__Request 1__: Count the lines in the rows below that contain the string "blouse", treating uppercase and lowercase as different. Give only the number.

__Excerpt provided__:
=====

FAYETTEVILLE — In 2008, shortly after Steve Heidt watched the induction of his uncle and fellow former Albany High football great, Robert “Goo Goo” Heidt, into the Albany Sports Hall of Fame, he was approached by then-HOF president B.B. Rhodes and current president Bob Fowler.
“They said, ‘Steve, go home and send us a resumé — because one day we hopefully want to get you in
here,’ ” Heidt recalled. “And I just thought, ‘What in the world have I done to (deserve) this honor?’ ”
As it turns out, quite a bit.
Heidt, a former Indians football, swimming and baseball star from 1959-62, and two-time world clown diving champion — that’s right, clown diving — went on to be a standout football player at Florida. That, of course, was all before he became an Air Force pilot, then a commercial jet pilot for Delta and eventually a lawyer.
And thanks to any number of those accolades, Heidt will be one of six inductees into the Hall’s latest class Monday, when he’ll join his uncle and also his cousin, Billy Ray Schmidt — a former All-American swimming and diving champ at UGA — who was inducted in 2006.
“So I finally sent them my resumé, and out of the blue I was sitting here one day (recently) and I get a call from B.B., who just said, ‘Congratulations, Steve — you’re in,’ ” said Heidt, who now lives in Fayetteville with his wife of 43 years, Sandra. “It was just such a humbling experience being told you were good enough to get in alongside guys like Billy Ray and Robert because I thought they just hung the moon.”
Heidt may have thought the world of his uncle and cousin — who was the same age and lived just a half block away, “basically growing up as brothers,” said Heidt — but there are those like Rhodes who watched Heidt evolve into being more than worthy of the honor he’ll receive Monday night.
“He and Billy Ray together, or apart, were just amazing. Just amazing young men,” said Rhodes, who coached Heidt in just about every sport he attempted outside of Albany High at the local rec center, from swimming, to diving, to tumbling, to trampoline and eventually clown diving. “They both ended up working for the recreation center and (working as deck boys, life guards and swimming instructors). And during the summers, I’ll be darned if they didn’t start clown diving and go down to Florida and win the world championship.
“Not once — but two years in a row!”
For those unfamiliar with the seemingly now obscure sport, clown diving, as Heidt explains it, was an activity he originally got into thanks to his passion for tumbling and doing tricks on the trampoline — so much so, Heidt, his cousin and a group of young men actually would put on demonstrations throughout South Georgia during everything from shows at the rec center, to the halftime of local basketball games, to parades.
But during the summer — when it was hot — the show moved to the pool, where the boys found the sub-culture of clown diving, forming a team with three others — clown divers worked in five-man groups — and instantly became a well-known troupe.
“We’d dress up, have the make-up and had skits — we each had our own ‘shtick’, that we did,” Heidt laughed. “One guy would start, maybe do an individual dive, then the next guy would maybe use a prop, like a bow-and-arrow, and jump off the back of the third guy or something like that. Until it got to me and Billy Ray — we would go together. Our thing was we put on a pair of size 50 overalls — at the same time — and we would jump together. They (introduced us as) the ‘Siamese Twins’ because we would stay almost joined the entire (dive). We would do a one-and-a-half, or twisting-one-and-a-halves. It was great. People loved it.”

=====

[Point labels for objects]
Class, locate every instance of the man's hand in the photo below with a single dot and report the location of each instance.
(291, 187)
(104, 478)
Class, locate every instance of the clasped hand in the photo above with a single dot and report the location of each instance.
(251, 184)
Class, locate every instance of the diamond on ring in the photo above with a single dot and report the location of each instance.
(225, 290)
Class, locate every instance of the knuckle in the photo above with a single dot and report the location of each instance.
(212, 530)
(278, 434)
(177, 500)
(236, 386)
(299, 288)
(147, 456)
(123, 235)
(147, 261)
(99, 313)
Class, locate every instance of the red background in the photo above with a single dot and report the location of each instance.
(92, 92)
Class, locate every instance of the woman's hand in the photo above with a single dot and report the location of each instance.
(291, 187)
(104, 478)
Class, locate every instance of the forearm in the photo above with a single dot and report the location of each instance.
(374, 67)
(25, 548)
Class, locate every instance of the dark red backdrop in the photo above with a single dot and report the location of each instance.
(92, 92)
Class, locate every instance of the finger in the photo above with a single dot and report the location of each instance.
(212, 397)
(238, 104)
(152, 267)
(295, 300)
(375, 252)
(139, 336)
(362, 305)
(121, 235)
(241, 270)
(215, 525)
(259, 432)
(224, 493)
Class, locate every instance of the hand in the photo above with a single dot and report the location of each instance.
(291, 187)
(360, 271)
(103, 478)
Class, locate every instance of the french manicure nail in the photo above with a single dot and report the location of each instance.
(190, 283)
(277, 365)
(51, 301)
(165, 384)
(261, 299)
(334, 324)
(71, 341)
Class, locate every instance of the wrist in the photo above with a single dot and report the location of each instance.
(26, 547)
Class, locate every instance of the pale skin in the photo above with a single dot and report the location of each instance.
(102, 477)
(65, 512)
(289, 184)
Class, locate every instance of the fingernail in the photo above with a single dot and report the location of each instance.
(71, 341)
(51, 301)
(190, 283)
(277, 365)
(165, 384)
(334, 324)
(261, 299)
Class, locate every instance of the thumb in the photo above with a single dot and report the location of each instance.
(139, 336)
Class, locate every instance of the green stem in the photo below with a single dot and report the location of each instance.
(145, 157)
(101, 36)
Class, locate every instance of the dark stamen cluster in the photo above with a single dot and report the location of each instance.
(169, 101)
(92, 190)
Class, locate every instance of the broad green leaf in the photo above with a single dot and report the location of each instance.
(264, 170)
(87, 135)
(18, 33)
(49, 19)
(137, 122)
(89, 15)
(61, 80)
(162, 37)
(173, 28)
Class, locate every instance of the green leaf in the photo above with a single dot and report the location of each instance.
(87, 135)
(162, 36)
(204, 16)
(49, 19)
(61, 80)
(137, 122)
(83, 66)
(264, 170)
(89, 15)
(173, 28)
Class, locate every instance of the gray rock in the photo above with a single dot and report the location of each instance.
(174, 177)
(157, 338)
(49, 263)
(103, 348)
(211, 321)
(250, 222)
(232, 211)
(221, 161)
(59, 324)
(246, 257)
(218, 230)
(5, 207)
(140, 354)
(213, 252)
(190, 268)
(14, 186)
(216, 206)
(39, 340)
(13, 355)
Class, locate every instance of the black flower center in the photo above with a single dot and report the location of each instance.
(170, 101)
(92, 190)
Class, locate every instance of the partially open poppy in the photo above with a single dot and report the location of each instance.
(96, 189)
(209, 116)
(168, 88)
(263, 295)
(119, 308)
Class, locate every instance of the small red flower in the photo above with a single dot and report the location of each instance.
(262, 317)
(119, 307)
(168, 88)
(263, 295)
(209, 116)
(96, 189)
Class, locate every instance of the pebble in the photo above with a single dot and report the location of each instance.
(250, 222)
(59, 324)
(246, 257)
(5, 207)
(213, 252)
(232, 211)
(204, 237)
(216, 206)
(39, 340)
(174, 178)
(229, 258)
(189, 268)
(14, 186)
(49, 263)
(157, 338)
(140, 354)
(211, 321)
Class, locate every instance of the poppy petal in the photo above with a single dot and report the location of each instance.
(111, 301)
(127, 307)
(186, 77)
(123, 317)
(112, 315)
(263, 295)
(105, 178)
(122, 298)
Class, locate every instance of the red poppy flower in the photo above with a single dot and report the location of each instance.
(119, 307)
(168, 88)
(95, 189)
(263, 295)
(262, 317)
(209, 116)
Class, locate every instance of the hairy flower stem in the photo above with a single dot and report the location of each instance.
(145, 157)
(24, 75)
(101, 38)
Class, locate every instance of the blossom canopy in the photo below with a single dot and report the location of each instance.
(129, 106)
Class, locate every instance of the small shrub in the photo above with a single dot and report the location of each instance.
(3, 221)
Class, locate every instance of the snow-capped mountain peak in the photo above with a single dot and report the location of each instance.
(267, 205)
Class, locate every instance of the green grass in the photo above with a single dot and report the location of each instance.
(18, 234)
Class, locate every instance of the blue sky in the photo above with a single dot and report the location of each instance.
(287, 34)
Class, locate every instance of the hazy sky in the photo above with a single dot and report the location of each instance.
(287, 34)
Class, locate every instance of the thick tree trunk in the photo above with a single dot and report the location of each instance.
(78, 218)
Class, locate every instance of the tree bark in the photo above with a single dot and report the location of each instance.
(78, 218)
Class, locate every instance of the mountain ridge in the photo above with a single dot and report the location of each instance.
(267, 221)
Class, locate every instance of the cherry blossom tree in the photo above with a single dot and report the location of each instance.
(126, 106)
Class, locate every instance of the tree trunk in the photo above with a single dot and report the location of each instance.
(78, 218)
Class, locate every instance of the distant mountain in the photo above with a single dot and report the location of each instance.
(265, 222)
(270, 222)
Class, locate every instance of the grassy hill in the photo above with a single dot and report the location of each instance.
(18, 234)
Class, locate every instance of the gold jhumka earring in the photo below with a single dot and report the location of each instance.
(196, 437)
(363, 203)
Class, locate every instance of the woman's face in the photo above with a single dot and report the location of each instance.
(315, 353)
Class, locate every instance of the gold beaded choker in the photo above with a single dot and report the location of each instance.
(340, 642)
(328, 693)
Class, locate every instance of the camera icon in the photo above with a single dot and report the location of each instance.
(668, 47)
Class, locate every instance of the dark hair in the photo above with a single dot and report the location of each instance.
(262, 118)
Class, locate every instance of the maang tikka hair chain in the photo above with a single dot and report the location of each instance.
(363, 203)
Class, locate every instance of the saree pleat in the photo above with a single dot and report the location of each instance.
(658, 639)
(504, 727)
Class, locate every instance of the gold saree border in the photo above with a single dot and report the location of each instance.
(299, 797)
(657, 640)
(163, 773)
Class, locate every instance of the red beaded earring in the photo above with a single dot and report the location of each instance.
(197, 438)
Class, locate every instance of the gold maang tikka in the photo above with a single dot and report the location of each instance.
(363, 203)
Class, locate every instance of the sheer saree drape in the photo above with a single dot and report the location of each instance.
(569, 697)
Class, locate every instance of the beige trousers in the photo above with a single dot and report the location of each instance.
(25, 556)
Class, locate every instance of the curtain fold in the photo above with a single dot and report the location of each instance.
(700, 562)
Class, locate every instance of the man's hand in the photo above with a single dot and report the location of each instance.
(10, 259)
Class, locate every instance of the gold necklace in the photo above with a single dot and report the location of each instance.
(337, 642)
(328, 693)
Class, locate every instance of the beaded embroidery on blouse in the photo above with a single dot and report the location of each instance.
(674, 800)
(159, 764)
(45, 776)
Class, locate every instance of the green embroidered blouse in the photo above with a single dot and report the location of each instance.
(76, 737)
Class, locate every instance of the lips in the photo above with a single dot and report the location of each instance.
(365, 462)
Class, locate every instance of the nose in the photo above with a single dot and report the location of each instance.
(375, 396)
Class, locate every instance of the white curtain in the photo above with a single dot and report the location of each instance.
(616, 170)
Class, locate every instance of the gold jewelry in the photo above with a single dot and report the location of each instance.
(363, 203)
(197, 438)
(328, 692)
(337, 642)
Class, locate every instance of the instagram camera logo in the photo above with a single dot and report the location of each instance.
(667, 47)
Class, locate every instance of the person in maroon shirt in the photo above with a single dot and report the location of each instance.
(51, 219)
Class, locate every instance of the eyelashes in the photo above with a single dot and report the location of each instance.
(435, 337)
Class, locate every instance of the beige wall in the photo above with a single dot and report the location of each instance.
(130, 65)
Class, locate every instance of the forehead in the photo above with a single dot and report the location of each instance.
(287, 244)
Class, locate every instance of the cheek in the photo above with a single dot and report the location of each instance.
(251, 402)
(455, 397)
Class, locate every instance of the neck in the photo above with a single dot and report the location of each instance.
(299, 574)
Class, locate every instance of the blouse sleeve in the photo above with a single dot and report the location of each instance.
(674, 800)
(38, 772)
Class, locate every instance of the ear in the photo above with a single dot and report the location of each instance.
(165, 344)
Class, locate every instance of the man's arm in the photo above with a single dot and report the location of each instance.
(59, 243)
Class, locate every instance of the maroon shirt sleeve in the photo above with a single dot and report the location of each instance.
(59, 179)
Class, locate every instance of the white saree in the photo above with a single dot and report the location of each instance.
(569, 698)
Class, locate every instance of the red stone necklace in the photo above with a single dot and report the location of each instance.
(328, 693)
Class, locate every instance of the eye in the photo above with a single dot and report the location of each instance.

=====

__Request 2__: Go on with the article above about Steve Heidt's Hall of Fame induction, starting after its last sentence.

__Reply 1__: 3

__Reply 2__:
While also maintaining a successful football and baseball career at Albany High and working at his father’s popular local Albany restaurant, The Victory Club, clown diving became such an important activity to Hedit that the Albany troupe eventually discovered the Dixie Clown Diving Team Championships at the popular Florida amusement park, Cypress Gardens, where he says “around 15 teams from around the country” took part.
Believe it or not, the first year the boys from Albany entered, they won.
And the second year? They won then, too.
“We decided we wouldn’t press our luck and try for a third,” Heidt laughed.
By then in 1962, however, Heidt was 18 years old and ready to graduate as a three-year varsity letter winner in baseball and leader of the football team. (He didn’t really play basketball because, according to Heidt, “there was one problem with basketball: you couldn’t hit anyone. So when I’d play, I’d usually go in, get my five fouls in, like, three minutes — and I was done.”)
But despite growing up a Georgia Bulldog fan, Heidt’s decision on where he’d play football likely wasn’t a popular one: He chose the hated Florida Gators over UGA.
“Well, Georgia offered me as well, but I wanted to be an engineer at the time so I weighed education into my decision,” said Heidt, who then hesitated a bit before adding, “And at the time .... how do I say this politically correct? Well, Georgia wasn’t quite the educational university back then that it is today”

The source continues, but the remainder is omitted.